Starting from the line that contains "If you could pin the rocky cliff", reproduce each line exactly through the end of the material, and include no other lines.

» **Input records**
========

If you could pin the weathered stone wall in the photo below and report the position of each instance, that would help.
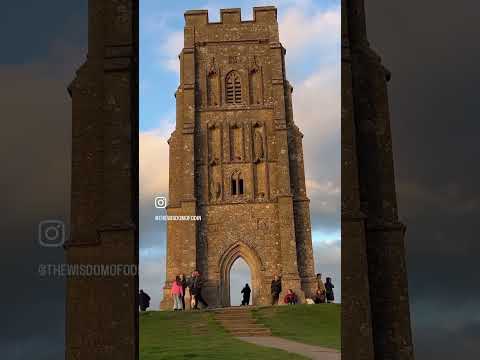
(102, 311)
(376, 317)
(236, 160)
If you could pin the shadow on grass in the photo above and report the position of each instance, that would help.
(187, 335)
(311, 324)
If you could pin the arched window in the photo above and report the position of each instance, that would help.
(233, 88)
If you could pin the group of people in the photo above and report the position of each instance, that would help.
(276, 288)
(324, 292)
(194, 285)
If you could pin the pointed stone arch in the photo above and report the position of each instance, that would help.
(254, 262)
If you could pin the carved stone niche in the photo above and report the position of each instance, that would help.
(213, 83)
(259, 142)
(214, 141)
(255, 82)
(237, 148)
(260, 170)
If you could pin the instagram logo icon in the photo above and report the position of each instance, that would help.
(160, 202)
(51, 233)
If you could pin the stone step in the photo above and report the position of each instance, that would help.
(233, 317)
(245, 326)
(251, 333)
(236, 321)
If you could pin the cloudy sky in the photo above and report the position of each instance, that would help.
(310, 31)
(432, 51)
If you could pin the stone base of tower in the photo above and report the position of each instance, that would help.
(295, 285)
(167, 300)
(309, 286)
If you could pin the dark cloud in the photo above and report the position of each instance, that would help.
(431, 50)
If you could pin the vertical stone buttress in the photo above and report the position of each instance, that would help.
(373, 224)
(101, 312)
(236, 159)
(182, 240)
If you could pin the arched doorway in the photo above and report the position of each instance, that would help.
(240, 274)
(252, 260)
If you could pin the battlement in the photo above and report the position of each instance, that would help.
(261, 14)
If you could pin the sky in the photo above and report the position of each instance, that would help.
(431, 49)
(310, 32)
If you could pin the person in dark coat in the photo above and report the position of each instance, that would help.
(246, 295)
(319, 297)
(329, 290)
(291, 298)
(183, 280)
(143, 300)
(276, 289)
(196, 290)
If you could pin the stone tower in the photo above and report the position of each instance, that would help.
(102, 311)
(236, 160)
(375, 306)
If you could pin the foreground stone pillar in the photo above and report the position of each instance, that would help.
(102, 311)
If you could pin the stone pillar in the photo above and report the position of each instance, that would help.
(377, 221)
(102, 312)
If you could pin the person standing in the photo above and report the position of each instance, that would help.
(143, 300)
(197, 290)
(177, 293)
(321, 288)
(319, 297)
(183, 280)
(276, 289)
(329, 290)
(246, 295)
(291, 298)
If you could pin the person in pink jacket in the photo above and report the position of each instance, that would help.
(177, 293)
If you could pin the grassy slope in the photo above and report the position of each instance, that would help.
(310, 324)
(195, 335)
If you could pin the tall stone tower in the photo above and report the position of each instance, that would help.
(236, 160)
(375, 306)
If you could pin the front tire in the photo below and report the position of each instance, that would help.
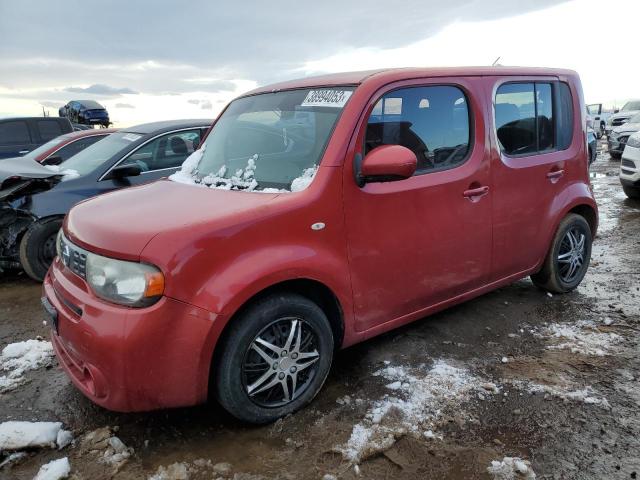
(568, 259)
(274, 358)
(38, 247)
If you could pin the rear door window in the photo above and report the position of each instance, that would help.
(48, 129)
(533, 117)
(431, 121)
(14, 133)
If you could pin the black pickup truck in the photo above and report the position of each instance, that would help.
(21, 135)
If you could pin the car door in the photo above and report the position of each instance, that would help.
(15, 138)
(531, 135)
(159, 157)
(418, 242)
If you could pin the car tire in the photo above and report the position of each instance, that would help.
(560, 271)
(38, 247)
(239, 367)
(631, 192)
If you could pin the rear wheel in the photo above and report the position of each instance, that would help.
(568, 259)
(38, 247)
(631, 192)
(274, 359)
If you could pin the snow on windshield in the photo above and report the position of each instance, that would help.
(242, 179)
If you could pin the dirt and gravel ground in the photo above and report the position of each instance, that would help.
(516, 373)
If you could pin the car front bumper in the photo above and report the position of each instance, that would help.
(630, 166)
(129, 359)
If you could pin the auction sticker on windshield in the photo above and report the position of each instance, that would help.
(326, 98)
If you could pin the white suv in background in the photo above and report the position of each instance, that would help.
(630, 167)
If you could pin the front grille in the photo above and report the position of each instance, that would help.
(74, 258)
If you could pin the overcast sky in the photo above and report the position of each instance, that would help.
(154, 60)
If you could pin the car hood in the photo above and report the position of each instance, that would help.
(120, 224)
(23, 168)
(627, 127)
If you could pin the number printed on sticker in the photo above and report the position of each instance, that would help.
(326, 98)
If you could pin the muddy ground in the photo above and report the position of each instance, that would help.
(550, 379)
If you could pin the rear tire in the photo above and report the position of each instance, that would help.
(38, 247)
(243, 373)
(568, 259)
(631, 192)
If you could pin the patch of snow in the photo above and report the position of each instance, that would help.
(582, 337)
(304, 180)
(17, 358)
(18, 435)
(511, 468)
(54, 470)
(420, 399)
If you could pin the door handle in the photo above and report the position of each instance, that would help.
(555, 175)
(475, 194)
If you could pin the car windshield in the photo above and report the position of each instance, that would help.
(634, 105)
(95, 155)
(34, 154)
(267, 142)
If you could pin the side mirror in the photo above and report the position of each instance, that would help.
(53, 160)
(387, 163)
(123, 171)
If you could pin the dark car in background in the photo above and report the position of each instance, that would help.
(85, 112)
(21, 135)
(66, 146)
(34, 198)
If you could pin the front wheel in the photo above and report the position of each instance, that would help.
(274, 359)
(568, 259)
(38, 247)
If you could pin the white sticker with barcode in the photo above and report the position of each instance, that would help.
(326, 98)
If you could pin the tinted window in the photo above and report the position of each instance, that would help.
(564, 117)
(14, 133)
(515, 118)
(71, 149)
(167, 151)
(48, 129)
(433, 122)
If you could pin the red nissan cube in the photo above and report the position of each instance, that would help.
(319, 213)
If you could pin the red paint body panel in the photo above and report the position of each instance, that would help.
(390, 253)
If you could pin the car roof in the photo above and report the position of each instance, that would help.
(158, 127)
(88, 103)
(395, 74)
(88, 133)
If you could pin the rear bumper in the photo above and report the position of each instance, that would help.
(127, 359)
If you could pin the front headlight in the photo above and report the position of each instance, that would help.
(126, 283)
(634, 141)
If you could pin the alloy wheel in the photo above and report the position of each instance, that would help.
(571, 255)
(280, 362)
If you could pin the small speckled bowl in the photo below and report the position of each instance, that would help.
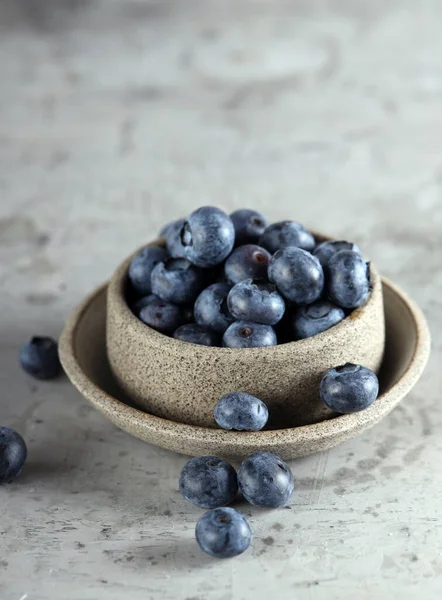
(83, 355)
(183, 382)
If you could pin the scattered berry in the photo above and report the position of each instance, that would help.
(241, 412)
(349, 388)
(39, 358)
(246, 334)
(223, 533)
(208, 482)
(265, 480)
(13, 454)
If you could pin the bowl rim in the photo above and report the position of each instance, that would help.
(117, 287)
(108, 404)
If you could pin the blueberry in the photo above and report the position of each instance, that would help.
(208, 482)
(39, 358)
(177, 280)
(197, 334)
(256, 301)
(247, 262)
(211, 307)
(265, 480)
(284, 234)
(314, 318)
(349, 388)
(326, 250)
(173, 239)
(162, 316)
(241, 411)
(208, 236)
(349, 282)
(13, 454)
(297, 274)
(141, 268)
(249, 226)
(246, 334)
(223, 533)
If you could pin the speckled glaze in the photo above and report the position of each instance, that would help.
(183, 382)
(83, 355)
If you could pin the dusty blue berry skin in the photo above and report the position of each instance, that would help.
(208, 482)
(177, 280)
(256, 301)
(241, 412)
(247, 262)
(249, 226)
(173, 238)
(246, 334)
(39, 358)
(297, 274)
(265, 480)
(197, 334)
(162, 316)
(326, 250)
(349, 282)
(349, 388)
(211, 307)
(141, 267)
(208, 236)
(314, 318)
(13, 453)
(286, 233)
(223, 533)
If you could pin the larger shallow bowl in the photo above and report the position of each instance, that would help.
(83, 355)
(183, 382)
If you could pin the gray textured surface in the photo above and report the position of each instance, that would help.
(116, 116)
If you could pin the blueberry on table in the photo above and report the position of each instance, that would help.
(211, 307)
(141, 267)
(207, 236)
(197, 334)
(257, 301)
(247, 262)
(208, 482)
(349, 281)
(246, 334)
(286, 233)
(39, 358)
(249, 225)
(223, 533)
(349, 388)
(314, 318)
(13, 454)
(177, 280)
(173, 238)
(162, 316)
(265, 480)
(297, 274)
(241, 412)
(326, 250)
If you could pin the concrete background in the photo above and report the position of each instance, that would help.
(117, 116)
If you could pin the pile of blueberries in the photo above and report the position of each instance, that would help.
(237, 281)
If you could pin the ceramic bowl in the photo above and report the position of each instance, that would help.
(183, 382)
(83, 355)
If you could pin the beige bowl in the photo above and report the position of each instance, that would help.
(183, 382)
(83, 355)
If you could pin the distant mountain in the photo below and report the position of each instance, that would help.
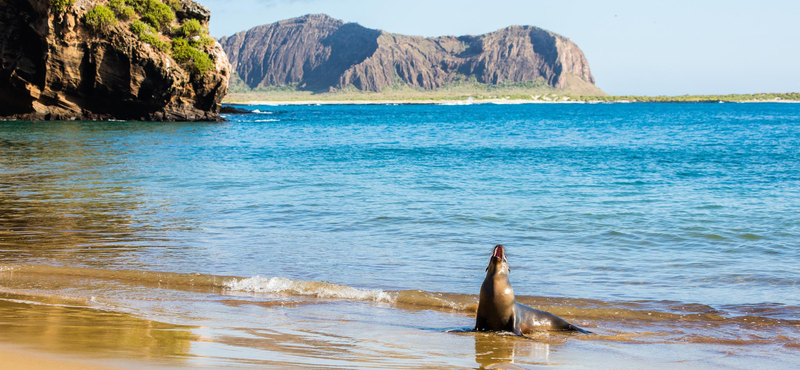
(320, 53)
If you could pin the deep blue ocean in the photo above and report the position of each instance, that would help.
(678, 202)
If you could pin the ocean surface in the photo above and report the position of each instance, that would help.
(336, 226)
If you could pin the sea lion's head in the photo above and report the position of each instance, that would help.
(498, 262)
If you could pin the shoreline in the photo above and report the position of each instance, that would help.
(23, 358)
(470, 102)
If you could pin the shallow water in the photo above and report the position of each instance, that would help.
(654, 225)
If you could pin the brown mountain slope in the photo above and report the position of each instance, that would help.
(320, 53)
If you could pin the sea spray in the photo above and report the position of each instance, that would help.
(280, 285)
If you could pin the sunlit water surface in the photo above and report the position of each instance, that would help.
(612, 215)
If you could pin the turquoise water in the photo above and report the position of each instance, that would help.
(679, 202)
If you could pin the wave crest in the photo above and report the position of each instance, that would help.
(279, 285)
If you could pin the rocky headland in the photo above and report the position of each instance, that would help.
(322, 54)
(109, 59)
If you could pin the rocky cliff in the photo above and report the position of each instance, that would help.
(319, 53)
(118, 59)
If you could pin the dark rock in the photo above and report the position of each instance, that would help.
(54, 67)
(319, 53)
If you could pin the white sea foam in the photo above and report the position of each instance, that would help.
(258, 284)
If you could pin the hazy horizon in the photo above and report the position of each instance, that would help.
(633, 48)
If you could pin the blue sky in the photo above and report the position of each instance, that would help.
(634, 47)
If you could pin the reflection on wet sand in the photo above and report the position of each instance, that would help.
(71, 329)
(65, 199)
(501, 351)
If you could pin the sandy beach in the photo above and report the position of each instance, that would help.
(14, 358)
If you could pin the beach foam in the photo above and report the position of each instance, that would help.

========

» **Solution**
If you could pin the rocky cliff in the photo above and report the position of each instance, that would help.
(319, 53)
(118, 59)
If you could pin the dark rock in the photo above and report the position of each instance, that would help.
(54, 67)
(319, 53)
If you could pin the white sea foam in the photo above and report the position of each instance, that would help.
(258, 284)
If you could pin the hazy horizon in the photo above and report the position of each instance, that would help.
(633, 48)
If you could pin the blue sky in the photo above and report the position of each instance, that would help.
(634, 47)
If you could pin the reflection on wet sand in the photo above and report the position of each instance, that would help.
(71, 329)
(65, 199)
(501, 351)
If you could pin the sandy beach in the photo above and report the position of each instance, that would help.
(14, 358)
If you could pin the beach foam in the photo above and report the position of each instance, that would help.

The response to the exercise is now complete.